:: Written task 1 ::
Answer these questions from the text below about the film Rajendrudu Gajendrudu:
(a) Who directed the film?
(b) Into which language was the film remade?
(c) What animal takes revenge in the story?
:: Written task 2 ::
Using the text below about the film Rajendrudu Gajendrudu, decide whether each statement agrees with it, and quote the words that decide it:
(a) Rajendra Prasad composed the film's music.
(b) The film did poorly at the box office.
(c) The elephant was trained before filming began.

** BEGIN Text **

Rajendrudu Gajendrudu is a 1993 Telugu-language comedy film, produced by K. Achi Reddy under Manisha Films, presented by Kishore Rathi and directed by S. V. Krishna Reddy. The film stars Rajendra Prasad, Soundarya  and music composed by S. V. Krishna Reddy. The film recorded as Blockbuster at the box office. The film was remade in Hindi as Jodidar, with Mithun Chakraborthy.

This is the story of an elephant taking revenge on killers of its past owner with the help of an unemployed man. The elephant was given a special training before the shooting started.

** END Text **
** BEGIN Collected data **

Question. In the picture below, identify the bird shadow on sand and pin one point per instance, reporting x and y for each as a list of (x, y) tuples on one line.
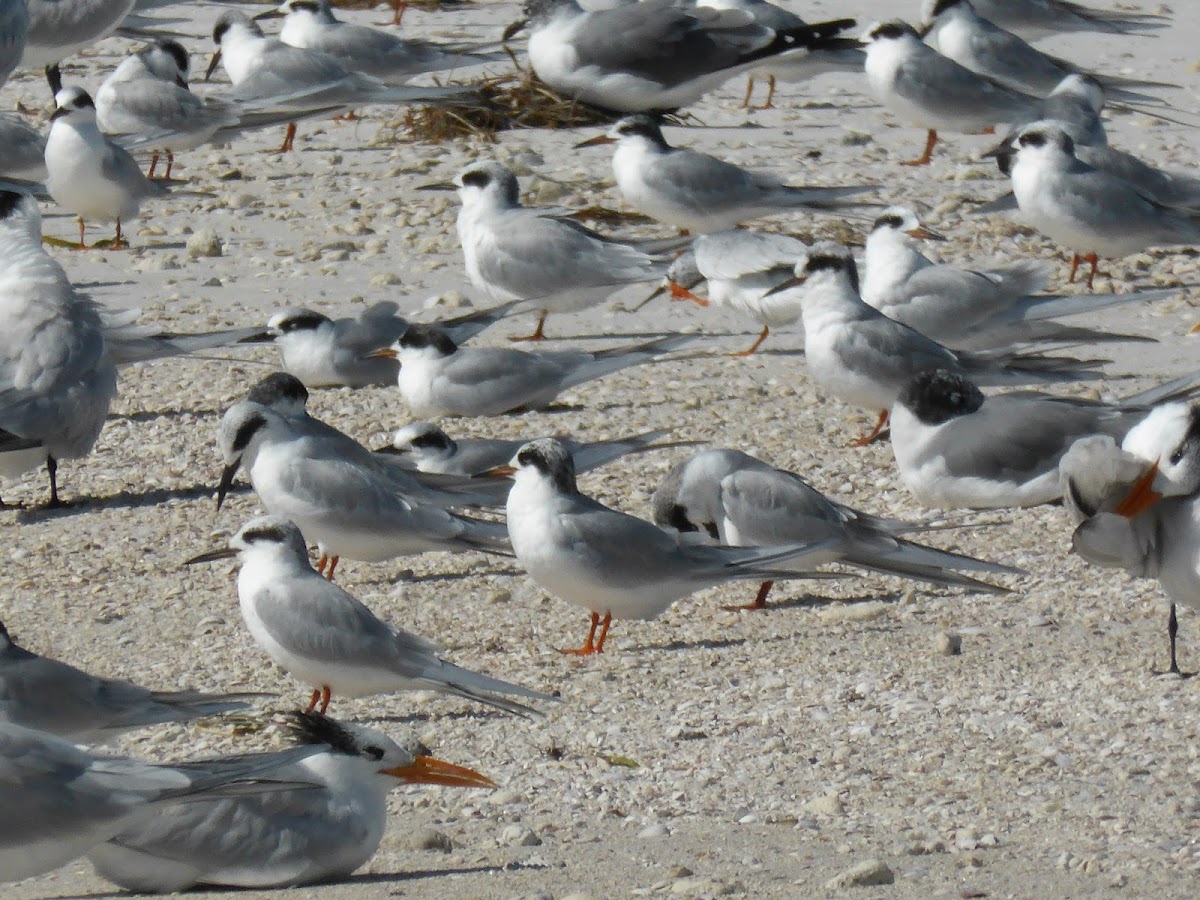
[(126, 499)]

** END Collected data **

:: Final answer 1 ::
(a) S. V. Krishna Reddy
(b) Hindi, as Jodidar
(c) An elephant

:: Final answer 2 ::
(a) No: "music composed by S. V. Krishna Reddy"
(b) No: "The film recorded as Blockbuster at the box office."
(c) Yes: "The elephant was given a special training before the shooting started."